#### Supplied records

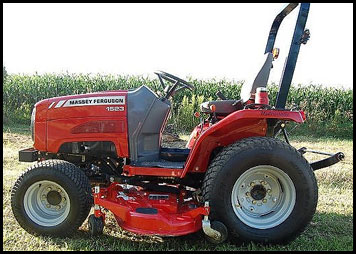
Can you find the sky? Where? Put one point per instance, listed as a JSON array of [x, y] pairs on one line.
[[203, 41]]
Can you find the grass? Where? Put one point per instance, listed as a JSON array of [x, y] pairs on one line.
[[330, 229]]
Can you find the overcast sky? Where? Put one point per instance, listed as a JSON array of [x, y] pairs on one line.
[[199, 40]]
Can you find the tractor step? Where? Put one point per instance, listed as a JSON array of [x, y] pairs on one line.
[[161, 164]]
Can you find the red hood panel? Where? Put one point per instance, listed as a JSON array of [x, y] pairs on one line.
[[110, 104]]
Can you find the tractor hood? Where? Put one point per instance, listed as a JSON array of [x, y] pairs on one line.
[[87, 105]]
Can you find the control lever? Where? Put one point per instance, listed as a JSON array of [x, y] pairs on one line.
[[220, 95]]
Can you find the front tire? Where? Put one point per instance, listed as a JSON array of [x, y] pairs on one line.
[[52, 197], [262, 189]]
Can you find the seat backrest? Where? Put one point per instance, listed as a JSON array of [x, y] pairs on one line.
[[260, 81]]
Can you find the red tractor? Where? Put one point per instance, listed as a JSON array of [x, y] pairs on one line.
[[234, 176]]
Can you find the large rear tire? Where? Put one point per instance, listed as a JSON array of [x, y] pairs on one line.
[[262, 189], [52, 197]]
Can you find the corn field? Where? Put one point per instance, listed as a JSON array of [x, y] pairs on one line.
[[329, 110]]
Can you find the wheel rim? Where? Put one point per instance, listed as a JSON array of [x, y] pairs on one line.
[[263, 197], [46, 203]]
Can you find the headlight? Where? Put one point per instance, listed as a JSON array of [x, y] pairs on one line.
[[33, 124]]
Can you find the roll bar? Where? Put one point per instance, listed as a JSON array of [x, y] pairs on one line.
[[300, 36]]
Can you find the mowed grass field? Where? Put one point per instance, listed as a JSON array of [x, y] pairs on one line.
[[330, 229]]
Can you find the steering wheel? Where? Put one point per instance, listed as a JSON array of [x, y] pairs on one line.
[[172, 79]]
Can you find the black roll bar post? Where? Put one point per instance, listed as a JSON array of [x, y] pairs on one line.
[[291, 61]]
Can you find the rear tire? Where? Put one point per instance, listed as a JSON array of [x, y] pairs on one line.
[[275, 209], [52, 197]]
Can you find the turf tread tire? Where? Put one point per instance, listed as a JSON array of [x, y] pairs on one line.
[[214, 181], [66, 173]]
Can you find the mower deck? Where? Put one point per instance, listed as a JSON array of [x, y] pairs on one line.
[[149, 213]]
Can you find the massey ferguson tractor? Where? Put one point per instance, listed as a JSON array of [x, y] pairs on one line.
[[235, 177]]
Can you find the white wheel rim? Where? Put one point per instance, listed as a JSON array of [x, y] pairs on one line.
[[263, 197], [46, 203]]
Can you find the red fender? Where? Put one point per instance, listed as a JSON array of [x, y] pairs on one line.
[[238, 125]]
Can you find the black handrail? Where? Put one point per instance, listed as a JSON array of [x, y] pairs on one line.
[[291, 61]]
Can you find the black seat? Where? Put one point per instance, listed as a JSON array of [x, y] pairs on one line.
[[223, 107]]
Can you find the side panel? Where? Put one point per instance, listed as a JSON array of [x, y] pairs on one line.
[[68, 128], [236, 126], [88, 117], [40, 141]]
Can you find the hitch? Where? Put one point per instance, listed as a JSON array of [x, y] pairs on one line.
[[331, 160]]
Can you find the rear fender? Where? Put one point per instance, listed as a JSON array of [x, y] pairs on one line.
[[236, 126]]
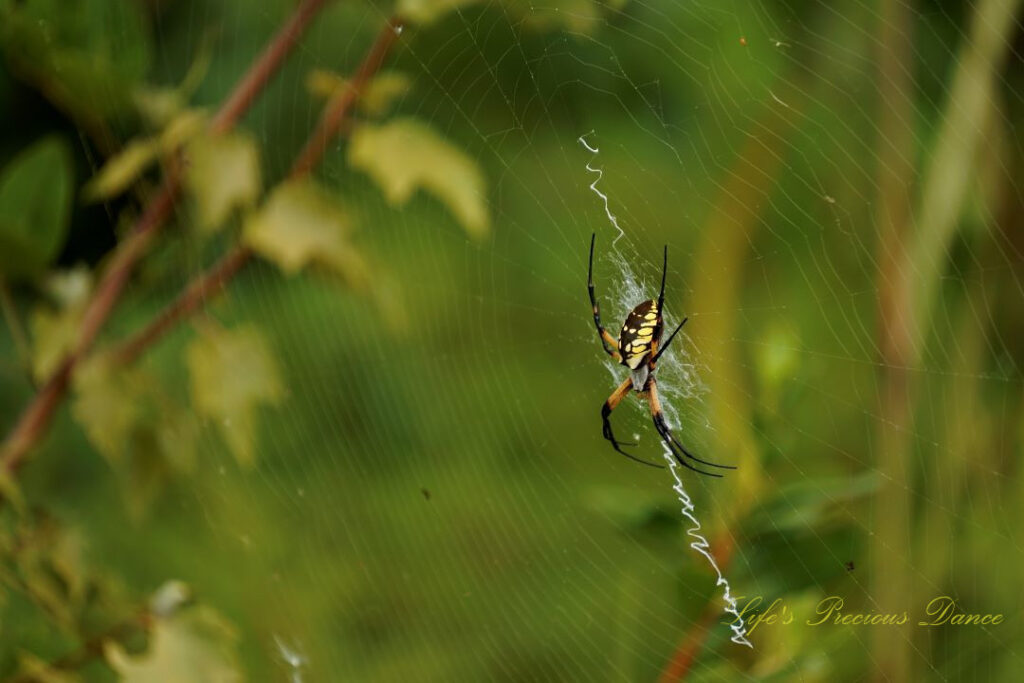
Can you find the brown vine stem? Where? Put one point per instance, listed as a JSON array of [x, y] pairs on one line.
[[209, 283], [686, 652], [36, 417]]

########

▶ Your goal:
Reproduce all of the records above with every occurrence of "Put one point per instance" replaced by "Mark one point for each instance", leaving everything else unchanged. Omit the pictures from your answer.

▶ Answer to this problem:
Can you find the sky? Where? Mark one point for each instance, listed as a JSON array of [x, y] pairs on one line.
[[203, 41]]
Can you find the grass? Where? Mark one point for each instance, listed as a JSON array of [x, y] pairs on one line.
[[330, 229]]
Can you find the overcast sky? Where? Mark one point for each instance, listed as a JSON array of [x, y] pairs on one line.
[[199, 40]]
Can you find the tractor step? Where? Mark one point for each instance, listed as a JSON array of [x, y] pairs on one line.
[[161, 164]]
Can you find the red hood panel? Where? Mark one point for each instance, listed as a JSON array of [x, y] pairs on one line.
[[110, 104]]
Can you find the tractor hood? Where? Mark one point for each instance, listed as a JSON array of [x, y] pairs on one line.
[[87, 105]]
Can you find the control lever? Where? Mark one point for each instance, listed as a JSON array of [x, y] pairs on one line.
[[220, 95]]
Can you find the front tire? Where? Mark one point for each instance, listed as a JSON array of [x, y] pairs on one line.
[[52, 197], [262, 189]]
Can you find the seat backrest? Where? Mark one point for each instance, listed as a JSON array of [x, y] pairs on one line.
[[260, 81]]
Can you find the red tractor? Where? Mark one point for each instance, listed as a JSON array of [x, y] pairs on one line.
[[234, 176]]
Can you find the large rear tire? Where? Mark one point for each instance, listed as a JSON array of [x, y] pairs on one line.
[[262, 189], [52, 197]]
Can you find the corn field? Where? Mark one point for each instance, listed as a JSON array of [x, y] pairs on one line.
[[329, 110]]
Can you find the wheel rim? Where? Mark one point for each instance, listed as a JSON array of [x, y] pairs on one line.
[[263, 197], [46, 203]]
Can you find the headlight? Where? Mark one point for each instance, listed as a JSON array of [x, y] pairs on one line.
[[33, 124]]
Can you find the roll bar? Where? Mark one point for each instance, listed as a JSON array of [x, y] pairs on one line.
[[300, 36]]
Can you find the mowed grass field? Where? Mark one point for each instance, listed as a JSON array of [x, y] pairs on one line.
[[330, 229]]
Can you find the steering wheel? Where? Mark one point for each instance, listed as a JSON array of [x, y] pairs on one line.
[[172, 79]]
Can you find the black roll bar post? Where? Mark one point for each instance, listed as a JSON array of [x, y] pairs on one line.
[[291, 61]]
Can you find the rear tire? Where? Mark one point for each instance, listed as a JSON array of [x, y] pairs on one line.
[[275, 209], [52, 197]]
Can you find the turf tread tire? Where? Mark one point for each instance, listed as a JSON array of [x, y] pairs on one line.
[[214, 181], [66, 173]]
Can you find the mower deck? Where? Mark one point for each instance, listed as a JSON array of [x, y] pairs on one line.
[[149, 213]]
Can you find the massey ferguson tractor? Where? Mark one point for each instance, listed as a JSON array of [x, y] pairs on one line.
[[235, 177]]
Can you find the white wheel rim? Where? Mark one point for each instance, listed as a JSON array of [x, y] pairs on one line.
[[263, 197], [46, 203]]
Can you find the red fender? Where? Mark one point for each instance, listed as a JSON array of [x, y] pairs on one line.
[[238, 125]]
Can you find the black handrail? Where? Mark one point for each instance, listed as a JSON array of [x, y] pairs on one line.
[[291, 61]]
Can you find the black seat? Where? Mark one point for each instance, listed as a JSON array of [x, y] pairs on one line.
[[223, 107]]
Can you find the side panel? Where? Mark one point for each instance, listed as a JSON array of [x, y] pairs on one line.
[[68, 128], [236, 126], [88, 117], [40, 141]]
Can you find the hitch? Where? Mark one point for each instance, listed as a JSON array of [x, y] pairs on one line.
[[331, 160]]
Can you find the rear fender? Where? Mark one point for each instance, listed as a JSON array of [x, y] pairs on one line.
[[236, 126]]
Can you find the brown vine stem? Where? Mark one point for each instance, listed as a JSON array of [x, y] pairs on one line.
[[209, 283], [686, 652], [36, 417]]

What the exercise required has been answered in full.